** start **

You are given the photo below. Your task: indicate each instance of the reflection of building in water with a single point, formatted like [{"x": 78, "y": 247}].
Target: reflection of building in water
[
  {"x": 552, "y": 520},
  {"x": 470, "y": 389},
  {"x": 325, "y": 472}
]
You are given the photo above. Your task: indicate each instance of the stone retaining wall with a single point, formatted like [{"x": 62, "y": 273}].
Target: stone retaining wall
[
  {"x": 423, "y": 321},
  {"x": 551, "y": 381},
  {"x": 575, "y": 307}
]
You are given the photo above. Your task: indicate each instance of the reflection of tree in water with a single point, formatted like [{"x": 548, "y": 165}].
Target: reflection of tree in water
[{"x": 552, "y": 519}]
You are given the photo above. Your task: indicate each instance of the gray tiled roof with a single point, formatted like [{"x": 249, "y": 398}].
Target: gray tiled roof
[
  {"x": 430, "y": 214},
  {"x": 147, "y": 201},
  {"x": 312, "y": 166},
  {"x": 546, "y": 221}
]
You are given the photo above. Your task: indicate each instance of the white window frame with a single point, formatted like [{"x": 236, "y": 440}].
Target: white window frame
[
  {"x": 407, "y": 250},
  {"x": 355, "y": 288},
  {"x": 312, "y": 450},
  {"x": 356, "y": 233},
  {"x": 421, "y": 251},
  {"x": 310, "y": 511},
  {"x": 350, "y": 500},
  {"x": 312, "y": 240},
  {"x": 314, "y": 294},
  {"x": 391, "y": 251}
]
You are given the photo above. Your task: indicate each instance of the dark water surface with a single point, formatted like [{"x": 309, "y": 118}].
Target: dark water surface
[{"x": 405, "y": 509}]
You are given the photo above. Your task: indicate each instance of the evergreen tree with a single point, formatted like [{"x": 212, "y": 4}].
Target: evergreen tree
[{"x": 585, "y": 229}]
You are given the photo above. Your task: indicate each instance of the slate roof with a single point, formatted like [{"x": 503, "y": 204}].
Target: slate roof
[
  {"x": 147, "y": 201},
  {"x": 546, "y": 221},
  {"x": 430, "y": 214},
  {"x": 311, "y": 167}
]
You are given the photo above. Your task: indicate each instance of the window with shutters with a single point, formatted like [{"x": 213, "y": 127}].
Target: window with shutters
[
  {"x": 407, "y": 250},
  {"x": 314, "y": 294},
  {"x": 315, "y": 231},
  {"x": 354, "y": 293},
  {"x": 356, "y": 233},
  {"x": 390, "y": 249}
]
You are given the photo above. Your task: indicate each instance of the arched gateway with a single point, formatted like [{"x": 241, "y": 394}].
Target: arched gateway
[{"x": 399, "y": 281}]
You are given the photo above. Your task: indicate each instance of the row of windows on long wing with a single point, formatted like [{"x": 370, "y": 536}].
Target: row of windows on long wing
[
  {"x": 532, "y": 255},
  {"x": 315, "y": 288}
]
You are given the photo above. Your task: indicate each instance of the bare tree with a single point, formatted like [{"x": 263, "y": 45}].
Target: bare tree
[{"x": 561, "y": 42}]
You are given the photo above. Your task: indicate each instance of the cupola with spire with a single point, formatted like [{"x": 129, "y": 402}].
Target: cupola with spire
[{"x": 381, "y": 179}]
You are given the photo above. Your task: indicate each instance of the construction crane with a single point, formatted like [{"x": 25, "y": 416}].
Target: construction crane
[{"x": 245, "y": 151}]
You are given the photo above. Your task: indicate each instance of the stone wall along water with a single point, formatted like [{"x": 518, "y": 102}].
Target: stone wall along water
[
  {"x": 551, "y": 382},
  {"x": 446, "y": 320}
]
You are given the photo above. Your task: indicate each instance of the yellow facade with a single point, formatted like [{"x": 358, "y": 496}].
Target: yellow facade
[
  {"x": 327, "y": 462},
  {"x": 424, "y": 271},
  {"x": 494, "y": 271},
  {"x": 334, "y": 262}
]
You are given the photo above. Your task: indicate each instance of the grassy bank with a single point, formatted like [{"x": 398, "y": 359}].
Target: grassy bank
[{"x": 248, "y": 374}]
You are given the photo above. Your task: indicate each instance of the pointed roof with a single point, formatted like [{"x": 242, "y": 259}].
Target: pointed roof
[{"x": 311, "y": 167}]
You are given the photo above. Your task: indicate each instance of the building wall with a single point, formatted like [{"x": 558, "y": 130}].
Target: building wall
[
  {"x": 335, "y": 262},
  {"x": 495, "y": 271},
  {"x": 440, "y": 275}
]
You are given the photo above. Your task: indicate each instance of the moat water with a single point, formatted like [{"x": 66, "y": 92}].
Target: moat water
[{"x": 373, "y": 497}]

** end **

- _What the exercise asks_:
Copy every one of the items above word for word, keeping each line and its punctuation unchanged.

- _In response_:
You are given the photo below. Your task: indicate each instance of the reflection of building in water with a single point, formatted like [{"x": 78, "y": 247}].
Target: reflection of building in water
[
  {"x": 552, "y": 520},
  {"x": 470, "y": 389},
  {"x": 325, "y": 472}
]
You are given the photo above. Your task: indicate each instance of the stone retaining wall with a single point, formatted like [{"x": 62, "y": 273}].
Target: stone retaining wall
[
  {"x": 423, "y": 321},
  {"x": 551, "y": 381},
  {"x": 575, "y": 307}
]
You are given the photo above. Your task: indicate each instance of the reflection of tree in water with a single point, formatted like [{"x": 548, "y": 165}].
Target: reflection of tree in water
[{"x": 552, "y": 519}]
You are given the photo above. Your task: indicate each instance of the gray tiled roof with a single point, formatted like [{"x": 249, "y": 398}].
Target: gray tiled roof
[
  {"x": 430, "y": 214},
  {"x": 147, "y": 201},
  {"x": 312, "y": 166},
  {"x": 546, "y": 221}
]
You are given the photo above. Your task: indicate each instance of the white window frame with a single point, formatted like [{"x": 236, "y": 440}].
Target: white window frame
[
  {"x": 407, "y": 250},
  {"x": 355, "y": 288},
  {"x": 312, "y": 450},
  {"x": 356, "y": 233},
  {"x": 421, "y": 251},
  {"x": 310, "y": 511},
  {"x": 350, "y": 500},
  {"x": 312, "y": 240},
  {"x": 314, "y": 294},
  {"x": 391, "y": 251}
]
You are given the photo above. Your task: indicate each instance of the dark water surface with a single point, formatted like [{"x": 309, "y": 118}].
Target: dark water surface
[{"x": 405, "y": 509}]
You are given the photo above. Your task: indicate each instance of the evergreen tree with a single point, formatted like [{"x": 212, "y": 4}].
Target: evergreen tree
[{"x": 585, "y": 229}]
You are given the photo above. Your task: indicate each instance of the slate roof with a single point, formatted like [{"x": 503, "y": 204}].
Target: slate roof
[
  {"x": 147, "y": 201},
  {"x": 546, "y": 221},
  {"x": 430, "y": 214},
  {"x": 311, "y": 167}
]
You are given the photo above. Your task: indicate each instance of the window with shutters with a single point, formatted like [{"x": 213, "y": 127}].
Target: window with shutters
[
  {"x": 407, "y": 250},
  {"x": 314, "y": 294},
  {"x": 315, "y": 231},
  {"x": 354, "y": 293},
  {"x": 356, "y": 233},
  {"x": 390, "y": 249}
]
You are given the photo above. Your task: indicate each instance of the arched gateway with a single point, formatted like [{"x": 241, "y": 394}].
Target: arched gateway
[{"x": 399, "y": 281}]
You are given the photo above. Your task: indicate each instance of the row of windows on long wing with a single point, formatted like [{"x": 370, "y": 536}].
Target: row of windows on long wing
[
  {"x": 532, "y": 255},
  {"x": 315, "y": 288}
]
You are given the photo above. Your task: indicate each instance of the bare tree with a single point, formatted like [{"x": 263, "y": 45}].
Target: bare tree
[{"x": 561, "y": 42}]
You are given the photo above. Your task: indicate each instance of the cupola with spire with a single point, formatted like [{"x": 129, "y": 402}].
Target: cupola with spire
[{"x": 381, "y": 179}]
You are given the photo above. Your task: indicate each instance of the construction crane with a single point, formatted like [{"x": 25, "y": 416}].
Target: construction crane
[{"x": 245, "y": 151}]
You are given the photo above. Your task: indicate each instance of the stone wall along water with a single point, formatted like [{"x": 518, "y": 102}].
Target: stone wall along water
[
  {"x": 551, "y": 382},
  {"x": 446, "y": 320}
]
You are given the photo above. Your task: indicate each instance of the yellow facade with a single point, formatted like [{"x": 358, "y": 496}].
Target: yellow facade
[
  {"x": 327, "y": 462},
  {"x": 424, "y": 271},
  {"x": 494, "y": 271},
  {"x": 334, "y": 262}
]
You are given the photo above. Your task: indicate each instance of the grassy bank with a single point, formatted like [{"x": 398, "y": 359}].
Target: grassy bank
[{"x": 248, "y": 374}]
You are given the photo above. Your task: indicate each instance of the pointed roof with a single point, formatted like [{"x": 242, "y": 259}].
Target: pointed roof
[{"x": 311, "y": 167}]
You are given the photo above. Your task: indicate each instance of the building wall with a single point, formatted like [{"x": 558, "y": 130}].
Target: building wall
[
  {"x": 335, "y": 262},
  {"x": 495, "y": 271},
  {"x": 440, "y": 275}
]
You are given the photo above. Your task: indicate each instance of the moat water with a single point, formatted like [{"x": 66, "y": 92}].
Target: moat water
[{"x": 373, "y": 497}]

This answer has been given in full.